TEXT EXTRACT →
Limitations of Parallel Speedup

Overview

Teaching: 10 min
Exercises: 0 min
Questions
  • How fast can I go?

Objectives
  • Understand theoretical limits to parallel performance

  • Define speedup

  • Explain Amdahl’s Law

  • Define linear speedup

  • Demonstrate superlinear speedup

What is parallel speedup?

How much faster could your program’s code be if you convert it to parallel?

One good way to measure a parallel programs performance is speedup. If your sequential program on 1 core takes T(1) seconds to run, and your parallel program on p processors takes T(p) seconds, then speedup can be defined as S(p) = T(1)/T(p).

How fast this actually is depends on how many processors you are using. For example, let’s assume you are using 4 cores on a laptop. Say you take a long running program and break it up into 4 equal pieces, one for each core. Then you could assume it would be 4 times faster on your quad-core computer.

Indeed, this is generally the best case scenario. The theoretically ideal speedup, called linear speedup, can be defined as S(p) = p.

Amdahl’s Law

Linear speedup is only a best case scenario. You can rarely parallelize all the code in your program. There will be some code that must remain sequential.

In subsequent sections, we’ll delve into hardware specific details on what can cause your parallel code have less than linear speedup. For now, let’s look at a high-level outline of a program to think more about the limits to parallel speedup.

Code Section Sequential Time Description
Section 1 4 minutes Initialize
Section 2 5 minutes Read input files
Section 3 60 minutes Compute results
Section 4 5 minutes Output results to file
Section 5 1 minutes Cleanup variables

Let’s say in this program that you are only able to parallelize section 3. How fast could this program possibly go?

We can calculate T(1) = 4+5+60+5+1 = 75. A formula to compute the time in parallel would be T(p) = 15 + 60/p since the 60 minutes for section 3 will run in parallel over p processors, while the remaining 15 minutes only runs on one processor.

GIVEN DATA →
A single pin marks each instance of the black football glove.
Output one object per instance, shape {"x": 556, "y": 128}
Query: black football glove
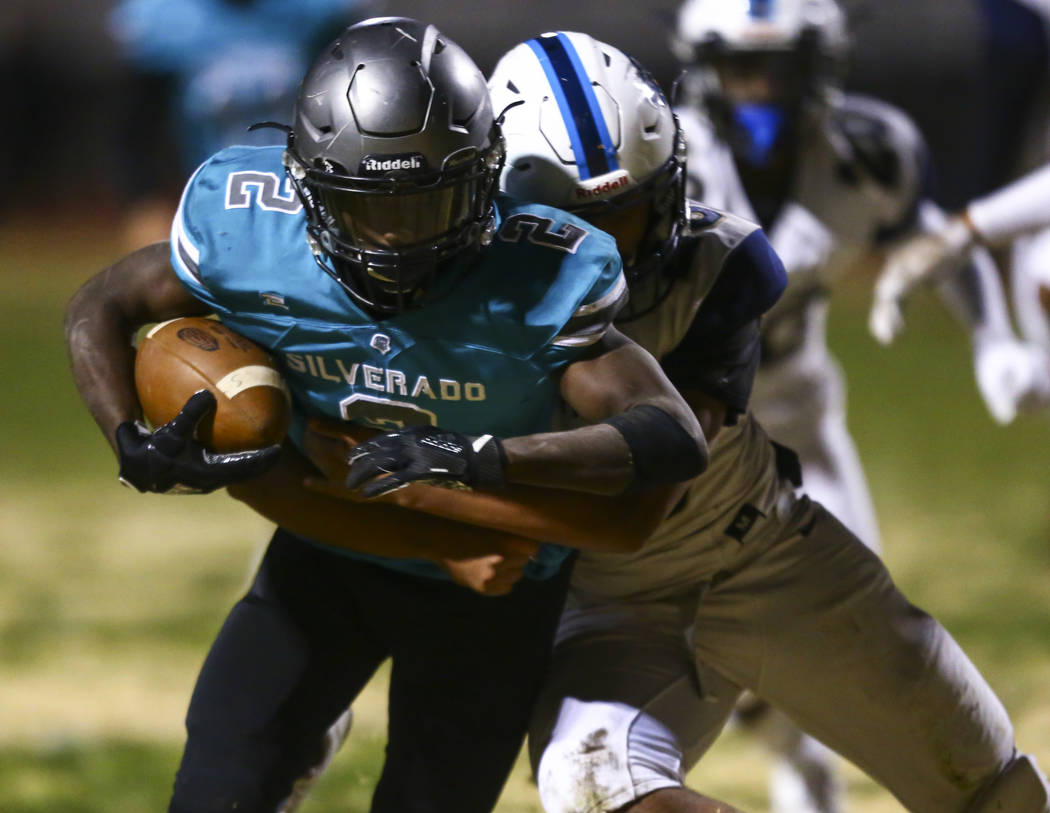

GOAL →
In the parallel speedup text, list the description given for each code section in its table, in order.

SOLUTION TO THE PROBLEM →
Initialize; Read input files; Compute results; Output results to file; Cleanup variables